▶ **Exercise**:
Output every line below exactly.
========================
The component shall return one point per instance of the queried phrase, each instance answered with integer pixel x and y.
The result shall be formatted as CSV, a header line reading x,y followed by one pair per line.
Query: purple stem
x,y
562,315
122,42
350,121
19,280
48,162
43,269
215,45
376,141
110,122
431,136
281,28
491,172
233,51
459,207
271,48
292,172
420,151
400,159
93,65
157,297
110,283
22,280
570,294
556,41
========================
▶ **Result of the task**:
The component shall return one point per instance of the queried phrase, each instance answered with integer pixel x and y.
The result shall be formatted as CSV, a header line reading x,y followed by one pair per line.
Query: purple stem
x,y
562,315
122,42
350,121
19,280
48,162
43,269
215,45
376,141
110,122
431,136
281,28
491,172
233,51
459,207
271,48
292,172
420,151
400,159
93,65
157,297
110,283
22,280
570,294
556,41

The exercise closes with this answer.